— START OF Page —

# DC fishing license



## wdbrand (May 24, 2007)

Need some help here asap. Leaving for Leesylvania Marina Wed. morning and need a license. Don't even mention on-line. Need the closest bait/tackle/wallyworld place to get one. Sorry for the rush. Thought I would get one on-line, but daum nigh shot the pute over my ignorance. Thanks a ton.


----------



## Semper Fi (Nov 5, 2009)

Walmart Man goto Walmart


----------



## kanvery (Sep 3, 2008)

You actually can get one online! I did it earlier this year, unless you already tried this and for some reason they don't allow it anymore.


To purchase your 2010 DC Fishing License on line, click the link below:

https://enode.dc.gov/epermit/Page/Entry/Login.aspx

Click "Create New Account"



Fill in the information to create your account. Your password will be
e-mailed to your inbox.

Once you are logged in, click "Create New Application"



Select "2010 DC Sportfishing License" at the top of the list.

Since you registered, your information will already be filled in. 



Add your Drivers License # and Date of Birth and follow the prompts.

Pay with your credit card, print out your license, GO FISH!!!


----------



## wdbrand (May 24, 2007)

— END OF Page —
— START OF Raw data —

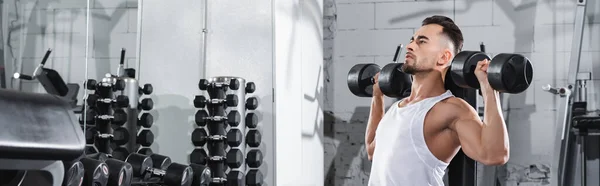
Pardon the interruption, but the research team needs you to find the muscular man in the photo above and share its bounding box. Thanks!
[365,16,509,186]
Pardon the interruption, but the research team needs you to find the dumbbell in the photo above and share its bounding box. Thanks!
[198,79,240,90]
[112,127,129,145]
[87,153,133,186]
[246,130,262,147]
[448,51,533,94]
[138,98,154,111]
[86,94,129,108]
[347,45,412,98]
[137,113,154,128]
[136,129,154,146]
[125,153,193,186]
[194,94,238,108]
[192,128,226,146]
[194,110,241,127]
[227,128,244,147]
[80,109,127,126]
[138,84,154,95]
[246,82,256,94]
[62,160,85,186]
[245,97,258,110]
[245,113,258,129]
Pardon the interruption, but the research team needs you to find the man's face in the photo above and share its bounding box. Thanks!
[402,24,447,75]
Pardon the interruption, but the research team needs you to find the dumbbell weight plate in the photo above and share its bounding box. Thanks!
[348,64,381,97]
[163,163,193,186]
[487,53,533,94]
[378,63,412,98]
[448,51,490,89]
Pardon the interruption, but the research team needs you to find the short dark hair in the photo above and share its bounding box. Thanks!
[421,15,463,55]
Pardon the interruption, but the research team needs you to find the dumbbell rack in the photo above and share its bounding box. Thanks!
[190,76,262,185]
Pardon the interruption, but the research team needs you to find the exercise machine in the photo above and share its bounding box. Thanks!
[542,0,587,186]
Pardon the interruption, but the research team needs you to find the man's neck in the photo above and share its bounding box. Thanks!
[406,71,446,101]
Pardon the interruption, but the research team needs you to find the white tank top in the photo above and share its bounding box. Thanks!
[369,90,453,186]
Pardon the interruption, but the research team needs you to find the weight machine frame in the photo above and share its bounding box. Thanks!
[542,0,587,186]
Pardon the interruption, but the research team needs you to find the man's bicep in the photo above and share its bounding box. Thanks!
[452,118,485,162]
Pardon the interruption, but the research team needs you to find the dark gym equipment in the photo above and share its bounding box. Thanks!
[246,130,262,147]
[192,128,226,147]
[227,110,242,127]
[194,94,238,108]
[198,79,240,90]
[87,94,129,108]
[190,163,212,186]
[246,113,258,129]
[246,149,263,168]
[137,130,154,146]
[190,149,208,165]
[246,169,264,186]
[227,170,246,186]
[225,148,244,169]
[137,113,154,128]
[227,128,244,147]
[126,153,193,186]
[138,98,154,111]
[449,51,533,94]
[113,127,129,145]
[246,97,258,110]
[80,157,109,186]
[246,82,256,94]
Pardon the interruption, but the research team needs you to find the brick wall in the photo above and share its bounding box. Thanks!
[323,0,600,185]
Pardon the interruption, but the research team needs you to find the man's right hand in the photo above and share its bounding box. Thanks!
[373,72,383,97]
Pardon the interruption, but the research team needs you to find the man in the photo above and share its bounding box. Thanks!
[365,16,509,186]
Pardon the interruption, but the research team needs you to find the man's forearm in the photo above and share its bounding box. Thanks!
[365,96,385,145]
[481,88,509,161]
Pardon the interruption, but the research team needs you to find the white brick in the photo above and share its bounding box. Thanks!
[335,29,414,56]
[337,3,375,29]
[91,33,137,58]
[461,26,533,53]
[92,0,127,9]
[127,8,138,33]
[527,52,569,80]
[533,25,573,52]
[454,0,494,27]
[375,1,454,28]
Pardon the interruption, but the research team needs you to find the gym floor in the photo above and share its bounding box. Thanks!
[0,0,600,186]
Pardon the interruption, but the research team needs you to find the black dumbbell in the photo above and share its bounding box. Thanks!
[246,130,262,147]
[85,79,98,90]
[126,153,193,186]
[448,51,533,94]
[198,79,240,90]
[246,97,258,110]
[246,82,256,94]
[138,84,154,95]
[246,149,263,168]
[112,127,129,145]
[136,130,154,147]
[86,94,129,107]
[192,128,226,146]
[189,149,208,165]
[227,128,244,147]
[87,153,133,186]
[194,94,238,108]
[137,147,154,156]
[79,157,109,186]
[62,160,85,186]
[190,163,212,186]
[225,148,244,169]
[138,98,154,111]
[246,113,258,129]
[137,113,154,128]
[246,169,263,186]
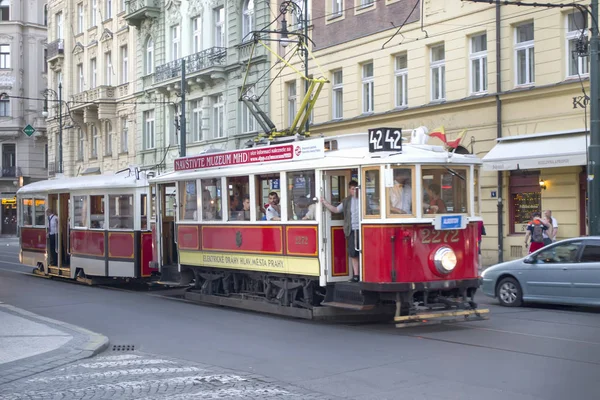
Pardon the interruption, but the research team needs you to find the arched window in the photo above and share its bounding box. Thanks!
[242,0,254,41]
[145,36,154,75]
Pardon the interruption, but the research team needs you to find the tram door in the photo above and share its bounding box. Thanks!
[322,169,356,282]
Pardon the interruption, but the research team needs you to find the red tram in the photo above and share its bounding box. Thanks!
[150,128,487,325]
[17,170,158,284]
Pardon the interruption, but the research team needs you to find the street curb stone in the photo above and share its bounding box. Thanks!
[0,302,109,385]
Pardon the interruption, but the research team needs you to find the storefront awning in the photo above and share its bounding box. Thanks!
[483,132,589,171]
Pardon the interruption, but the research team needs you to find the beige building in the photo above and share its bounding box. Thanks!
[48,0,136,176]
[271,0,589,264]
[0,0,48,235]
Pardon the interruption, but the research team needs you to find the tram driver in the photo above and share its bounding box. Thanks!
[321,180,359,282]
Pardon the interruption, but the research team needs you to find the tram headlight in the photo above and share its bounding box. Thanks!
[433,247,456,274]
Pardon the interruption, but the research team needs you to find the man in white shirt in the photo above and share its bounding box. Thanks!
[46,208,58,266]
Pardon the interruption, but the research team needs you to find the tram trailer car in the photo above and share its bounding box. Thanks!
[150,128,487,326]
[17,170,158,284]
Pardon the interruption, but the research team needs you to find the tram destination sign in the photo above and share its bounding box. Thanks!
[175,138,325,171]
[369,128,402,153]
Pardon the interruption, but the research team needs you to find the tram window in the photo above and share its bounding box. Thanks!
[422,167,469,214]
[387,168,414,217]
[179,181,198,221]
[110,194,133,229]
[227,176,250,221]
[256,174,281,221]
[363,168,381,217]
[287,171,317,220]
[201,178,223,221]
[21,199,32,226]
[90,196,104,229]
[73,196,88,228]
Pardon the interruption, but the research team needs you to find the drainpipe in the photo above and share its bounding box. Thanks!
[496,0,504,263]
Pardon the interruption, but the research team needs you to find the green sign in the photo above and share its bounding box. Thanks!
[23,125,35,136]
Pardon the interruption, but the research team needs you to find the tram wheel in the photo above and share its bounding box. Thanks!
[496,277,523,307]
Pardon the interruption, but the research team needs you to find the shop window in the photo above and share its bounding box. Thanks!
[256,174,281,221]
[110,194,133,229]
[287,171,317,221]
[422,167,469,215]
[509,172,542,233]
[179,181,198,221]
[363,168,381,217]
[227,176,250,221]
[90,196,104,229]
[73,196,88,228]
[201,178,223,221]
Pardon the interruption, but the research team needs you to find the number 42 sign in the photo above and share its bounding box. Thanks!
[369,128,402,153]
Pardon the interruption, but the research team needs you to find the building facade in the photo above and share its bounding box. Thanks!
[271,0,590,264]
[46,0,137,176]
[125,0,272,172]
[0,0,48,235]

— END OF Raw data —
— START OF Raw data —

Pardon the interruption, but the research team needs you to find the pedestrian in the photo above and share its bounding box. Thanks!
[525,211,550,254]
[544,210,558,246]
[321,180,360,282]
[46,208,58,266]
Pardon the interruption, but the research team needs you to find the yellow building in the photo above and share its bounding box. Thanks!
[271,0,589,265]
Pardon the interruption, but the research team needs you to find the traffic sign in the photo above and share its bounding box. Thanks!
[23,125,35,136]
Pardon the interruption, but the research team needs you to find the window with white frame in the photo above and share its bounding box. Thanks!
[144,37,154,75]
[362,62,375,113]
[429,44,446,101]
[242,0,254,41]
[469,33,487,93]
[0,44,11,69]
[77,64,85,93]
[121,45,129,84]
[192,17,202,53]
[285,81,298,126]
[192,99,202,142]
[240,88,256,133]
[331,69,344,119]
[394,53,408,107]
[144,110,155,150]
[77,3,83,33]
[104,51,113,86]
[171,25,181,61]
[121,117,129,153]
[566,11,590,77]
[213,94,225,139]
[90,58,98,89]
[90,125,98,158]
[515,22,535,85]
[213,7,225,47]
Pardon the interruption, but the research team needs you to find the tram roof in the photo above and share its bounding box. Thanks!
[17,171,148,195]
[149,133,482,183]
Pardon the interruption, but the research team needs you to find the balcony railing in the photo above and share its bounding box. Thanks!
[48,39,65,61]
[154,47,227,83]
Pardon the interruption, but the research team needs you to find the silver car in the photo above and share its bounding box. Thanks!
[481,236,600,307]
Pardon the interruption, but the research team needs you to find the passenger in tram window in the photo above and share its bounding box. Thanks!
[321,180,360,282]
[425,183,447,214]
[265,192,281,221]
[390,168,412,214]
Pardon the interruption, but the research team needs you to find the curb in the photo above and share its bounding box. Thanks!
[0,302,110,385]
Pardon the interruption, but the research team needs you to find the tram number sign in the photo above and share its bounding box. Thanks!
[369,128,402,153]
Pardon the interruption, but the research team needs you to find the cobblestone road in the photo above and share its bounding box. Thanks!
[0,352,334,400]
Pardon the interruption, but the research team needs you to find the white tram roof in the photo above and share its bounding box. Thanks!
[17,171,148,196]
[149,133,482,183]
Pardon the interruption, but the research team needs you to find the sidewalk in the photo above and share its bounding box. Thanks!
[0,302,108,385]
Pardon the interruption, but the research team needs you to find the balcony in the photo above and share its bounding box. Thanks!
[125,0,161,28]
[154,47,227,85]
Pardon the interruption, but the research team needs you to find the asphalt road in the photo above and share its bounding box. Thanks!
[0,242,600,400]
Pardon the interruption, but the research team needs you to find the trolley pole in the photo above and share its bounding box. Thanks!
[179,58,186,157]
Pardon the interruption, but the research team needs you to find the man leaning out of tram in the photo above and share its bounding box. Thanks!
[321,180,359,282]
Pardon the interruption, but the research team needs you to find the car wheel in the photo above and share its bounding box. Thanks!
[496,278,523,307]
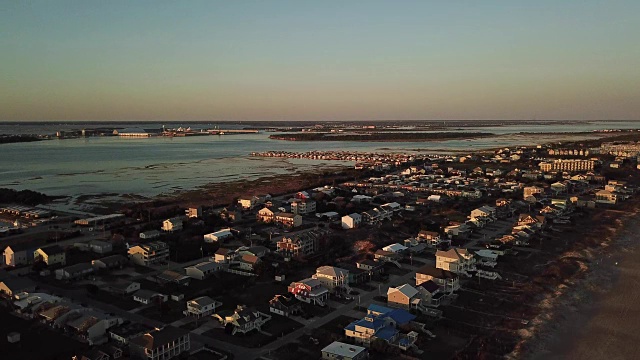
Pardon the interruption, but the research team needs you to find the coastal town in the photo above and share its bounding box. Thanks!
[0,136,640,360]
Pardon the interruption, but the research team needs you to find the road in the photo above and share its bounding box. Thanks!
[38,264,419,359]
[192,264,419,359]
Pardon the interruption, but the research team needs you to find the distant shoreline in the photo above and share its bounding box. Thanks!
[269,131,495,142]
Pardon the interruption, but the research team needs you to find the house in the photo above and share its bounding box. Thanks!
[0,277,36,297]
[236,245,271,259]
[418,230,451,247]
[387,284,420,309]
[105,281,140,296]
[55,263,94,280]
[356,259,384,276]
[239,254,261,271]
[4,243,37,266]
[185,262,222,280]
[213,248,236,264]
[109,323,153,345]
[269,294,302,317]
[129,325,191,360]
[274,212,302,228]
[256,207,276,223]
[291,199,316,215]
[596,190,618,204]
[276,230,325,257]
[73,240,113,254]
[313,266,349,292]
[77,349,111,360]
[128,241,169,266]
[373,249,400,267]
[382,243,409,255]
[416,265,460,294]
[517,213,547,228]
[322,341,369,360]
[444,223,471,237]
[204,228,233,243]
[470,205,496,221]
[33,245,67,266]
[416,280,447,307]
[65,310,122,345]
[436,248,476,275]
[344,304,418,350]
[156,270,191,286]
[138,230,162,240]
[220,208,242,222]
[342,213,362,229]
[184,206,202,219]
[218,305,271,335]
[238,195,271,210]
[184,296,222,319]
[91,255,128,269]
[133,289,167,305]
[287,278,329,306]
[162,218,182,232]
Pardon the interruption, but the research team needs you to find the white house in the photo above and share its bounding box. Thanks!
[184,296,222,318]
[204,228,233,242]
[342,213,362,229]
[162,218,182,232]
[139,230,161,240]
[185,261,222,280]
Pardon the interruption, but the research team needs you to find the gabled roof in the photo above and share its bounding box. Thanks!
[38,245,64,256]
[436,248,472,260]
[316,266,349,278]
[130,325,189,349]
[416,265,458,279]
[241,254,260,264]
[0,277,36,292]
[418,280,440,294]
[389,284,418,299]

— END OF Raw data —
— START OF Raw data —

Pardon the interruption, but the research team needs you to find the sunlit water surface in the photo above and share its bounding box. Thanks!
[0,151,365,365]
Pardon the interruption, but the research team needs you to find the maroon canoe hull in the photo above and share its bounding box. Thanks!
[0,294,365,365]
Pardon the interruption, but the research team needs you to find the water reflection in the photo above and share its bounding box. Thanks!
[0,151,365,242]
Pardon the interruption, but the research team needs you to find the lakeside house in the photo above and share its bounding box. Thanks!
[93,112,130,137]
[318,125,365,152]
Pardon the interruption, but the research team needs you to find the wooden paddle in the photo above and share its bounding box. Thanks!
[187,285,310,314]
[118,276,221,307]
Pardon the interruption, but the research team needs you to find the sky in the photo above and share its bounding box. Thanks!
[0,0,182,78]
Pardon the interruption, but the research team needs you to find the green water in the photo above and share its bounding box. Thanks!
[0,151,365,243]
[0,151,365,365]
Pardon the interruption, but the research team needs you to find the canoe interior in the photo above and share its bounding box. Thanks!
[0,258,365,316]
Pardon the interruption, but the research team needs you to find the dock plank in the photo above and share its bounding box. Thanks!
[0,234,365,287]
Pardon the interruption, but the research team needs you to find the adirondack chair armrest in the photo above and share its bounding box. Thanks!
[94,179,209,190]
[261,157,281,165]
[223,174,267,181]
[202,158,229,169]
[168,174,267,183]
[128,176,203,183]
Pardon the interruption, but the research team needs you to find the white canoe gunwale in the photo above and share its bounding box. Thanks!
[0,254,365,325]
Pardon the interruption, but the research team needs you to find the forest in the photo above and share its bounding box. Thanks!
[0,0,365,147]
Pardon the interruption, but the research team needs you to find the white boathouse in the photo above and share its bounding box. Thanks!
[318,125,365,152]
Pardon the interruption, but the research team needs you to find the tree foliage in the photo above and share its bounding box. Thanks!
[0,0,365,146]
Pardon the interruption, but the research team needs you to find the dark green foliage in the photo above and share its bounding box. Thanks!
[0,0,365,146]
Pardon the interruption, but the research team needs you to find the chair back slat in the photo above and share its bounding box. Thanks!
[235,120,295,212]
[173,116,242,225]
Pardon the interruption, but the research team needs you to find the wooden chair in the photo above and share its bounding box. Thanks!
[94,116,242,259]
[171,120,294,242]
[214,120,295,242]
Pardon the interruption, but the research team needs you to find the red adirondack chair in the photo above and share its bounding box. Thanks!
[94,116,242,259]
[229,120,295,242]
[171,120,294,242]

— END OF Raw data —

Stated problem = Resume the forum thread on getting a DC fishing license, starting with the reply from wdbrand whose header ends it.

Exercise output =
*Thanks.*

The one in Woodbridge seems the closest. I called and couldn't half understand what she was saying, but think she said they sold them. Will check there first unless I find a bait/tackle shop closer that sells them. That's from Leesylvania Marina.


----------



## CrappieKid (Jan 21, 2008)

wall mart does not sail dc ..wher r u fishing?u mite not need dc...


----------



## notso (Jul 18, 2005)

wdbrand said:


> I called and couldn't half understand what she was saying, QUOTE]
> 
> Does this supprise anyone that knows WD?....
> Just messin' with ya buddy.


----------



## wdbrand (May 24, 2007)

*Good one*

Charlie. I owe you one. And the truth do hurt. Again, had that one coming.


----------



## wdbrand (May 24, 2007)

*Ck,*

should be way south of where it's needed, but won't take a chance.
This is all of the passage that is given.